▶ **任務項目 A**
根據這篇散文回答下列問題:
(i) 作者沿著什麼散步?
(ii) 野薔薇的小花是什麼顏色?
(iii) 金銀花的花朵怎樣生長?
▶ **任務項目 B**
請原樣輸出這篇散文中從“少有新開的野花,除了肆意開在”起至“清甜,叫人一聞便覺神清氣爽。”止的那段文字。

▶ **正文段落**
已過立夏時節了。
沿著山間新修的公路散步,眼睛所到之處全是蒼茫的綠色,整個人毫無招架之力地淹沒在了綠的海洋里。
少有新開的野花,除了肆意開在荒地、田畔的野薔薇。它們或白或粉的碗狀小花招搖地擠滿一根根藤條,散發出撲鼻的濃郁香氣,叫人聞都聞不過來。偶爾,也遇到金銀花,一兩叢,參雜在蔥郁的灌木間,順著樹干、枝條纏纏繞繞,銀白、金黃的細長花朵依著藤蔓開得小心翼翼。
跟野薔薇相比,金銀花要含蓄得多。它的花開也成堆成簇,卻很有規律。花朵對腋而生,全是大小相當的兩枚花苞,絲毫不帶給人視覺上的疲憊感。它的花香同樣繞人鼻息,卻不如野薔薇強烈。它干凈、醇厚,芬芳中自帶幾分淡雅與清甜,叫人一聞便覺神清氣爽。

▶ **記錄資料**

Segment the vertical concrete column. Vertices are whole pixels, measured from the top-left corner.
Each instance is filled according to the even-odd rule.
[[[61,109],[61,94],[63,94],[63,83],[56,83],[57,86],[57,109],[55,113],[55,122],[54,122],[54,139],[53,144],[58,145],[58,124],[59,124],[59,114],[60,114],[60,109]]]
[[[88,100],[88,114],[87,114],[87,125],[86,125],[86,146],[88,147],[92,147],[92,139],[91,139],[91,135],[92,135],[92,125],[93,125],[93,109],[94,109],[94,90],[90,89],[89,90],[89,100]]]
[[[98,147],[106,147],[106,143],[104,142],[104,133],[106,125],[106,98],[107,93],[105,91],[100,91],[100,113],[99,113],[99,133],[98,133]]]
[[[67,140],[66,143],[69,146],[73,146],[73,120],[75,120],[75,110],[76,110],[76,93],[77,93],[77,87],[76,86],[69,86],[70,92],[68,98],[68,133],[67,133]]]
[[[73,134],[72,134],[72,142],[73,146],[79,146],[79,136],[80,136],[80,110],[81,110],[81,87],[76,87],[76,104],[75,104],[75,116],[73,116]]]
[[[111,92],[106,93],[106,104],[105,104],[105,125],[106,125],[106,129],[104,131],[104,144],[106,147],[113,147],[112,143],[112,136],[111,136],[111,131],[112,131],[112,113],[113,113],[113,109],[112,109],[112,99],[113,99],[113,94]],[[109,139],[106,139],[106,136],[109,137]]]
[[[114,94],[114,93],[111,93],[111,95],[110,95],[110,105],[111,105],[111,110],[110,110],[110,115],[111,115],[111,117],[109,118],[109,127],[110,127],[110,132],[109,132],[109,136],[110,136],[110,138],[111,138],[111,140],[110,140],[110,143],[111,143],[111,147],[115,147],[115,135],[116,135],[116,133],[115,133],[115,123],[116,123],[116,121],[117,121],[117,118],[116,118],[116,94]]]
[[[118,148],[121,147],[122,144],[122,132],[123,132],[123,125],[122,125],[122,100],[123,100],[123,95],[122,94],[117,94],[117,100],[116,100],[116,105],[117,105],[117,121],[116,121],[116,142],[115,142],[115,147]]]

▶ **任務輸出 A**
(i) 山間新修的公路。
(ii) 白色或粉色。
(iii) 對腋而生,全是大小相當的兩枚花苞。

▶ **任務輸出 B**
少有新開的野花,除了肆意開在荒地、田畔的野薔薇。它們或白或粉的碗狀小花招搖地擠滿一根根藤條,散發出撲鼻的濃郁香氣,叫人聞都聞不過來。偶爾,也遇到金銀花,一兩叢,參雜在蔥郁的灌木間,順著樹干、枝條纏纏繞繞,銀白、金黃的細長花朵依著藤蔓開得小心翼翼。
跟野薔薇相比,金銀花要含蓄得多。它的花開也成堆成簇,卻很有規律。花朵對腋而生,全是大小相當的兩枚花苞,絲毫不帶給人視覺上的疲憊感。它的花香同樣繞人鼻息,卻不如野薔薇強烈。它干凈、醇厚,芬芳中自帶幾分淡雅與清甜,叫人一聞便覺神清氣爽。